▸ The task:
Copy the records word for word, from their first line through the line that contains "0,617 -> 210,681". Include both of those lines.

▸ Data supplied:
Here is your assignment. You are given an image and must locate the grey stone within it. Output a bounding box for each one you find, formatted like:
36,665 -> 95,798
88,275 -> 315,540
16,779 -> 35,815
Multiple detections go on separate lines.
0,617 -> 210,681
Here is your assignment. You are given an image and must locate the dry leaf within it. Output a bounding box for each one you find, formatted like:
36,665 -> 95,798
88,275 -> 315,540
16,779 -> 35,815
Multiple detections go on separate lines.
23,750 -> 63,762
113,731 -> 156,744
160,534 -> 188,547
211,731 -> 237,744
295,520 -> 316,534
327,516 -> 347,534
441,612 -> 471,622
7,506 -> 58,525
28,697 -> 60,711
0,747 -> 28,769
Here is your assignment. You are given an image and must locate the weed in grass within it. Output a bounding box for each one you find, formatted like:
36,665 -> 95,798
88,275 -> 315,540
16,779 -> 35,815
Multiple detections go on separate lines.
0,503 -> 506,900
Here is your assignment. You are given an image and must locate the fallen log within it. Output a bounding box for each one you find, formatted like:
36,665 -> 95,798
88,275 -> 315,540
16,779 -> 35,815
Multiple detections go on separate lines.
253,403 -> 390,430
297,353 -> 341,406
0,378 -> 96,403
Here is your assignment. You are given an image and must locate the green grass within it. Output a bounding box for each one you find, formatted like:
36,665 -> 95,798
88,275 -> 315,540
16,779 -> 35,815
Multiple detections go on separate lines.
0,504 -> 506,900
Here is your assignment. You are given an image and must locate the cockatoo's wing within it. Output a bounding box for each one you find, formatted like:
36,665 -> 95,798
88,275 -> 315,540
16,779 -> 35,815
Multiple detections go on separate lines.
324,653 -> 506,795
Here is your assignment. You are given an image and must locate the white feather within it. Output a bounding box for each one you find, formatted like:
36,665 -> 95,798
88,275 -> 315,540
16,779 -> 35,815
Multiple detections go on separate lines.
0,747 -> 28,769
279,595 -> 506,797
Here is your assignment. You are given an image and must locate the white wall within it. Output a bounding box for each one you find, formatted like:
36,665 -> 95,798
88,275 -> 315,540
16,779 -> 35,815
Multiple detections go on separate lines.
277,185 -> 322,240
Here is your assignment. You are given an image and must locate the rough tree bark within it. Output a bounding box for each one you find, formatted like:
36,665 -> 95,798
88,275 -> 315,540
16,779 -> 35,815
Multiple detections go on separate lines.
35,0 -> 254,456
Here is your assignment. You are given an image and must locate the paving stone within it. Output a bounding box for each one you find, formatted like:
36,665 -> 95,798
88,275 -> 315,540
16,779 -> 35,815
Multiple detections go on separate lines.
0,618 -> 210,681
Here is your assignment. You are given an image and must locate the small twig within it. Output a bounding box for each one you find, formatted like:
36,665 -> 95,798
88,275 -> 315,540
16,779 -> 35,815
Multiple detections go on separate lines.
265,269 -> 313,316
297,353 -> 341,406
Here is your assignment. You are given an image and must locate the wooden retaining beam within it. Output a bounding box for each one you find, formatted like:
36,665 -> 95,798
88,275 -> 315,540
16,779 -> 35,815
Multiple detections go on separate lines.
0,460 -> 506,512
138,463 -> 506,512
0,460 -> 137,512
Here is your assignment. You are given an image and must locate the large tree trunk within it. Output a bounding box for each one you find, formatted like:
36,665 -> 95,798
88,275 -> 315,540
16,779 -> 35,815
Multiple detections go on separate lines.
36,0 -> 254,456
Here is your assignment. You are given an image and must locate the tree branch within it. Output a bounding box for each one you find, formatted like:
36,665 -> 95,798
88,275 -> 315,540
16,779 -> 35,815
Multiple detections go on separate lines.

▸ Solution for this exercise:
Here is your assignment. You are given an image and must locate the grey stone within it. Output a bounding box for each one you find, formatted like:
36,665 -> 95,798
88,275 -> 315,540
16,779 -> 35,815
Multiple detections go on separate lines.
0,617 -> 210,681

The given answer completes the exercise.